- Extract
━━━━━━━━━━━━━━━━━━━━━━━━━━━━━━

# Bostons SPOOKY WORLD?



## Big Howlin (Jul 15, 2006)

*Anybody ever been to Spooky World in Boston?
I only just heard about it and read that it was like the biggest and best haunted park.
Then sadly as I went to see pics and the web page I noticed it was shut down and the guy auctioned EVERYTHING!!!
If only I knew about it at the time I would have sold my soul for half that stuff!!*


----------



## Zombie-F (Apr 12, 2004)

I've been many times over the years. It was great at first when they were in Berlin, MA and then moved to Foxboro, MA, but as it grew and more patrons were attending every year, it turned into a "herd them through as quickly as possible" attraction. In early years, they had a great hayride and some haunted houses. In later years, they scrapped the hayride (booooo!) and added a few more walkthroughs to the haunt.

Then, one year they abruptly closed and sold off all their stuff. A few years later, they re-opened in Boston under a different name, with new stuff in a more "family friendly" capacity. From what I understand, it did poorly that year and they reverted back to the Spooky World name last year. Not too sure how well they did as I have no interest in a toned-down attraction (not that SW was non-family friendly in the first place).

It's a shame really. For a while, they had a great thing going, but long lines and an inability to adapt to that seriously degraded the quality of the event.


----------



## pyro (Oct 7, 2006)

well Z to add to the story: theres a guy next to me who had a lot to do with last years spooky world(he'll be joining me up in salem)i was just talking with him,and he's not sure but it looks like its a no go for this year.


----------



## Big Howlin (Jul 15, 2006)

know of anything like this in canada? or Ontario?
I guess MA is a days drive from there anyways...i think


----------



## BuriedAlive (Jun 8, 2006)

━━━━━━━━━━━━━━━━━━━━━━━━━━━━━━

- Available data
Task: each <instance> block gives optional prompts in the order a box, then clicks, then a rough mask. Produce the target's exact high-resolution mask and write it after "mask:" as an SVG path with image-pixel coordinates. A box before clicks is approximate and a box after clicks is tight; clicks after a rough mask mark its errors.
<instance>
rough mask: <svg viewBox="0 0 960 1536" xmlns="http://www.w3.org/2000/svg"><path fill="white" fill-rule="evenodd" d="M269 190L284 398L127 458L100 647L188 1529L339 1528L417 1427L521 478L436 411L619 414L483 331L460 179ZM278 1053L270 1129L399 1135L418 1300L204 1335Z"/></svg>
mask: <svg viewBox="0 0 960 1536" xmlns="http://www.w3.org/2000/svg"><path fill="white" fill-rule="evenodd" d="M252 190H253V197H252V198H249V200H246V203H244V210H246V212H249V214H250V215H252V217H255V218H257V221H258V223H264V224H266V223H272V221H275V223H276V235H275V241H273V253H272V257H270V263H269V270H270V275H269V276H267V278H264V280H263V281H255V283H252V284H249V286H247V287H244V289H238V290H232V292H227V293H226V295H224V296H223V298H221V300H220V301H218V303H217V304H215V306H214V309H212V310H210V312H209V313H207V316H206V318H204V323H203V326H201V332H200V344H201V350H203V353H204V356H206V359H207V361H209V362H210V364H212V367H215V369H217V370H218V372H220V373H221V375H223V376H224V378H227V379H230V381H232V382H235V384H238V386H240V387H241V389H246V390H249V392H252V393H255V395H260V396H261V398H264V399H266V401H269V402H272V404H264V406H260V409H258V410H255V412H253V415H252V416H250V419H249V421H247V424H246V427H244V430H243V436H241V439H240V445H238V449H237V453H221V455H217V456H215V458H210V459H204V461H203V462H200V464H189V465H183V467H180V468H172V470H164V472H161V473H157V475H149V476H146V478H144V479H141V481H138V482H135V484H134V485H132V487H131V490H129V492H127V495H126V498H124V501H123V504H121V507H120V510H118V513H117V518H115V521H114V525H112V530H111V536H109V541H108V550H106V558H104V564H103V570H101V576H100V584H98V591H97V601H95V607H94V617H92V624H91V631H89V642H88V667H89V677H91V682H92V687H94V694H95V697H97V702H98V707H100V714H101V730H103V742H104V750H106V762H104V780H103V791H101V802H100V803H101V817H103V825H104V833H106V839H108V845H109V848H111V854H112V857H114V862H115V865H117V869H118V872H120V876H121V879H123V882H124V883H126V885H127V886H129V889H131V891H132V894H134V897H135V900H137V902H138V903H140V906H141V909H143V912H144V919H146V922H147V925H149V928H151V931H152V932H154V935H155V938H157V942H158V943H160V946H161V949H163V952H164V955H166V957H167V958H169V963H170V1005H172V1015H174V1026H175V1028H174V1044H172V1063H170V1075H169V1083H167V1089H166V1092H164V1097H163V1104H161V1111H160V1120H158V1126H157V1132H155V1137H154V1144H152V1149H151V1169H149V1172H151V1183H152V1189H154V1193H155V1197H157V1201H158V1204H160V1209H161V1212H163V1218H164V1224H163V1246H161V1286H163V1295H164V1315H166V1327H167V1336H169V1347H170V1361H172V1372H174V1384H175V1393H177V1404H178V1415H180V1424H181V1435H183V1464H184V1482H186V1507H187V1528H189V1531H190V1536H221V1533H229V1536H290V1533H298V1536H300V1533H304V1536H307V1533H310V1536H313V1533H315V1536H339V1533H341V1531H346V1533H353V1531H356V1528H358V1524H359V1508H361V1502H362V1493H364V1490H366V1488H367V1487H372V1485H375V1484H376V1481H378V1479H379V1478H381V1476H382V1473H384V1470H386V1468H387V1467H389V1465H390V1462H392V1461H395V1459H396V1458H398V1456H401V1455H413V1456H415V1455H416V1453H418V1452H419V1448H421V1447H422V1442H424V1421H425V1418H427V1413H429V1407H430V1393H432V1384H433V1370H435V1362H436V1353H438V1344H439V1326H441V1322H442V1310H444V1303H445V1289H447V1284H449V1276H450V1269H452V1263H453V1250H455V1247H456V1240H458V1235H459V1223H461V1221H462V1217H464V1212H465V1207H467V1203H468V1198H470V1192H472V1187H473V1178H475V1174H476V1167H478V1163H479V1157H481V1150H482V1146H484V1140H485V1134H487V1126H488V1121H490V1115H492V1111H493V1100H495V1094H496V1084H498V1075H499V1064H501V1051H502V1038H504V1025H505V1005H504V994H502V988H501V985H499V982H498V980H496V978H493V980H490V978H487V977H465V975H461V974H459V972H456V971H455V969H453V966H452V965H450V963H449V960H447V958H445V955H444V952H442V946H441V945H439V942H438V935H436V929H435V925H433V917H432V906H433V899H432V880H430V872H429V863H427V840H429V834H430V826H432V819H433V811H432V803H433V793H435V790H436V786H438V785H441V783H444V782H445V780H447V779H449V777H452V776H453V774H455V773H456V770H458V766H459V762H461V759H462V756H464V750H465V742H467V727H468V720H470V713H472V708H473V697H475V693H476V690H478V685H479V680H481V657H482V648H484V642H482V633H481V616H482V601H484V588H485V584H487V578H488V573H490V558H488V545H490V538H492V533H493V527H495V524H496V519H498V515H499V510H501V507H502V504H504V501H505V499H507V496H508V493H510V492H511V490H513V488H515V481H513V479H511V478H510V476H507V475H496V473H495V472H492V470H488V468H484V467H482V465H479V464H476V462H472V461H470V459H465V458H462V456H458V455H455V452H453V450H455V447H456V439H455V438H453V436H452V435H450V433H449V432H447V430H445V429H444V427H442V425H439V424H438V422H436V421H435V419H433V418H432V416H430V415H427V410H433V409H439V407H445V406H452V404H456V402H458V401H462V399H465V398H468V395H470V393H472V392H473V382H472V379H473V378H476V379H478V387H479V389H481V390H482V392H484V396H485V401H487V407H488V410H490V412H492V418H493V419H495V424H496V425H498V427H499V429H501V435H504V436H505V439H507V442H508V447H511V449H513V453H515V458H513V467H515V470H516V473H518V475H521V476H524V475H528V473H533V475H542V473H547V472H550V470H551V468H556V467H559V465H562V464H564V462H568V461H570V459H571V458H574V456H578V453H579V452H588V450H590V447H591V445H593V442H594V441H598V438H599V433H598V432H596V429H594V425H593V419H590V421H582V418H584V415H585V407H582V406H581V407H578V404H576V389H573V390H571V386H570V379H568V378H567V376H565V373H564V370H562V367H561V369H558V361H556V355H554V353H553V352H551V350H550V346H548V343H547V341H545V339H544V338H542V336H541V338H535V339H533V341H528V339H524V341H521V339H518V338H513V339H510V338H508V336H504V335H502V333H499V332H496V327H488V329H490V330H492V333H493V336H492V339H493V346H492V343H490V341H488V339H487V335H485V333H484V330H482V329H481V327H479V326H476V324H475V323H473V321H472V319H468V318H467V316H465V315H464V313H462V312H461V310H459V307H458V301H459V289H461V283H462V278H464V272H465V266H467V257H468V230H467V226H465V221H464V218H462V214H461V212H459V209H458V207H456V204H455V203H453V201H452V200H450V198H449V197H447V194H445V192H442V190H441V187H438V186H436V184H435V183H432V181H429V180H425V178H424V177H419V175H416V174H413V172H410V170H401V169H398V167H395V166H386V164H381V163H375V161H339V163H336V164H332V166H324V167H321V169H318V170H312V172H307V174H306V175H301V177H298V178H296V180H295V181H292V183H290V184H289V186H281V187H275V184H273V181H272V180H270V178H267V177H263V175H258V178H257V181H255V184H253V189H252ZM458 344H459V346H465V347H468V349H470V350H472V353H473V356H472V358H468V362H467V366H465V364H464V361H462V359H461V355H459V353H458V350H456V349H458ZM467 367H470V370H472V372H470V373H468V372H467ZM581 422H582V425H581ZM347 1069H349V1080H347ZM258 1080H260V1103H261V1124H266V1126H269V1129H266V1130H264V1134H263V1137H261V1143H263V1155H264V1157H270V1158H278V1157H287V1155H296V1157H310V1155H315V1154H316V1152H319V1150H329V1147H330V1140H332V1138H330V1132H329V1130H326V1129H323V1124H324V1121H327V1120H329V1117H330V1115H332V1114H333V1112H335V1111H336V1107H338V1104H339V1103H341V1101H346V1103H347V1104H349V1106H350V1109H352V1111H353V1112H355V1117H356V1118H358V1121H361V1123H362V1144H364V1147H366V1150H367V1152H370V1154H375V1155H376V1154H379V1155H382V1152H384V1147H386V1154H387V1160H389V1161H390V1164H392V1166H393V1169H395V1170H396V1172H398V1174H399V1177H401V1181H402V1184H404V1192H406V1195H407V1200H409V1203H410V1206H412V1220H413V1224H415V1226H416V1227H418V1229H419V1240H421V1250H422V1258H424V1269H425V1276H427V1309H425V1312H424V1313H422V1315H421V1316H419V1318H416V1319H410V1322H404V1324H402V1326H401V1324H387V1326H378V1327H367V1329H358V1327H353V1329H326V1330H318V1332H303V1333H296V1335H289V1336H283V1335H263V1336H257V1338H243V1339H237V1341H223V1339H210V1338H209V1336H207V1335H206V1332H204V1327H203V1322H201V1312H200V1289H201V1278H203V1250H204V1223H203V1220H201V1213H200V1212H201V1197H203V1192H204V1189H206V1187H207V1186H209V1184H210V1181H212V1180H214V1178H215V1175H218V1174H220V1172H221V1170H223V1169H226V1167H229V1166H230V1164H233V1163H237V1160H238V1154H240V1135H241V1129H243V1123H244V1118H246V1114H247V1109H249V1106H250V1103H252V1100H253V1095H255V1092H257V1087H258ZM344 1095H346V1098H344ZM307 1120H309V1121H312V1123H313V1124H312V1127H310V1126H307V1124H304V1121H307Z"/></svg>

━━━━━━━━━━━━━━━━━━━━━━━━━━━━━━

- Prompt
Write out the Spooky World thread above word for word, from "Then, one year" down to "of the event.".

- Problem solution
Then, one year they abruptly closed and sold off all their stuff. A few years later, they re-opened in Boston under a different name, with new stuff in a more "family friendly" capacity. From what I understand, it did poorly that year and they reverted back to the Spooky World name last year. Not too sure how well they did as I have no interest in a toned-down attraction (not that SW was non-family friendly in the first place).

It's a shame really. For a while, they had a great thing going, but long lines and an inability to adapt to that seriously degraded the quality of the event.